▸ **What the task asks**
Please rewrite everything in the travel advisory text from "Cal Poly is" down to "taxis or ride-shares.", replacing each "14 days" with "two weeks".

▸ **Text**

For the latest updates, please visit the International Center website.
For international travel advisories visit the U.S. Department of State Travel Advisories website or the CDC Travel Health Notices page.
Travel Advisories FAQs
What should students, faculty or staff do if they return from an affected area?
Cal Poly is following recommended guidance from the County of San Luis Obispo Public Health Department to minimize our community’s exposure risk. The county has advised that travelers refrain from returning to Cal Poly's campus for 14 days after international travel. Additionally, the Centers for Disease Control and Prevention (CDC) recommends self-quarantine for 14 days from the time you left the area. Please do not return to campus during this time and discuss your work situation with your supervisor before returning.
In addition, we strongly advise against international travel to minimize the risk of exposure and/or disruption of course work.
The CDC also strongly advises that you take the following precautions if you travel to any affected area:
- Practice social distancing - this includes not taking public transportation, taxis or ride-shares.
- Take your temperature with a thermometer two times per day and monitor for fever.
- Watch for cough or difficulty breathing.
- Stay home and avoid contact with others.
- Avoid crowded places (such as shopping centers and movie theaters) and limit your activities in public.
- Keep your distance from others (about 6 feet or 2 meters).
I have university-related travel planned. What should I do?
Faculty and staff who were to travel abroad on university business not deemed essential must cancel plans for international travel immediately. International insurance coverage and fees will be reversed.
Campus community members who do plan to travel internationally for non-university matters are asked to notify the campus where and when they plan to go by completing this online form: https://baseline.campuslabs.com/cpsuslo/studenttravelspring2020.
I feel fine. Why should I take these precautions?

▸ **Data segment**

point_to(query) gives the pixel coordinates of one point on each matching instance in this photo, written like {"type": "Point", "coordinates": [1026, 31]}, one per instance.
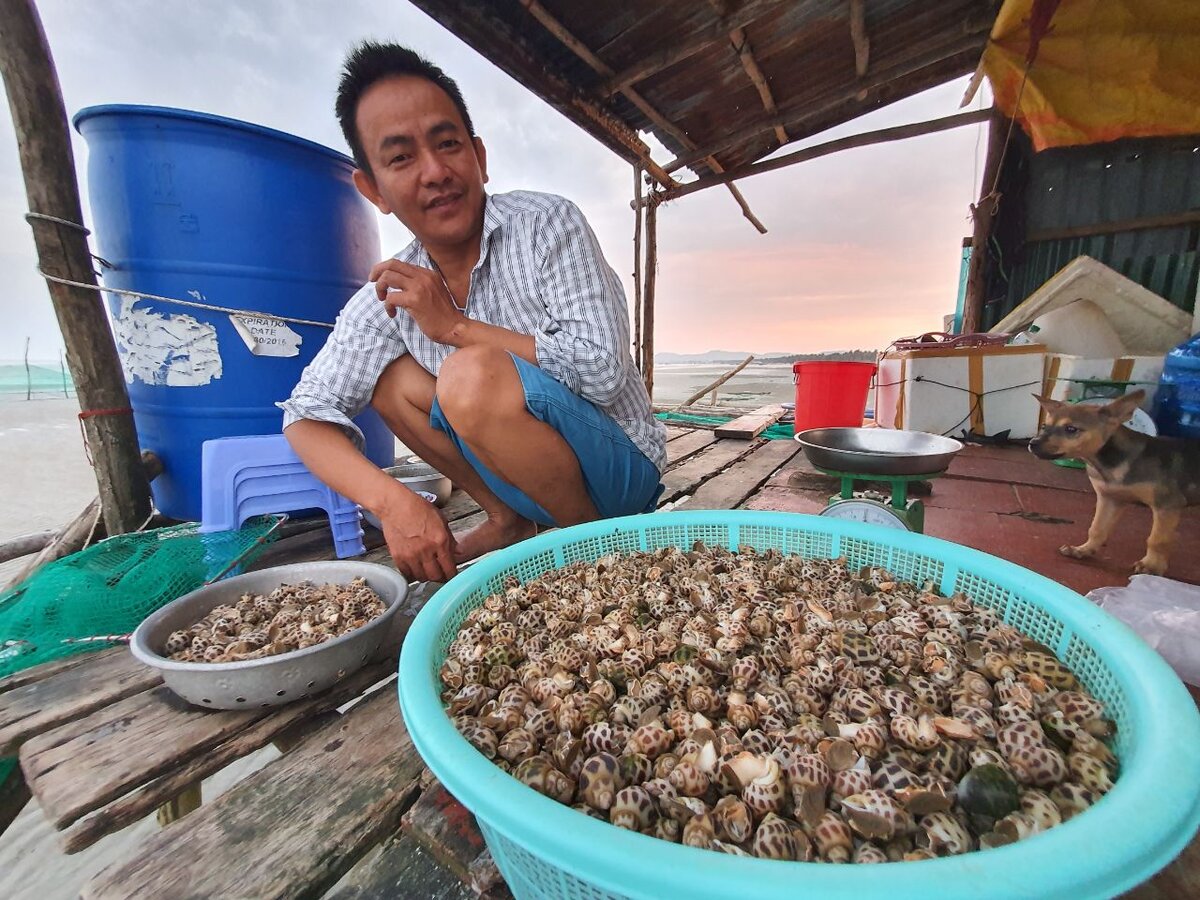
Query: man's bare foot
{"type": "Point", "coordinates": [492, 534]}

▸ **Exercise solution**
Cal Poly is following recommended guidance from the County of San Luis Obispo Public Health Department to minimize our community’s exposure risk. The county has advised that travelers refrain from returning to Cal Poly's campus for two weeks after international travel. Additionally, the Centers for Disease Control and Prevention (CDC) recommends self-quarantine for two weeks from the time you left the area. Please do not return to campus during this time and discuss your work situation with your supervisor before returning.
In addition, we strongly advise against international travel to minimize the risk of exposure and/or disruption of course work.
The CDC also strongly advises that you take the following precautions if you travel to any affected area:
- Practice social distancing - this includes not taking public transportation, taxis or ride-shares.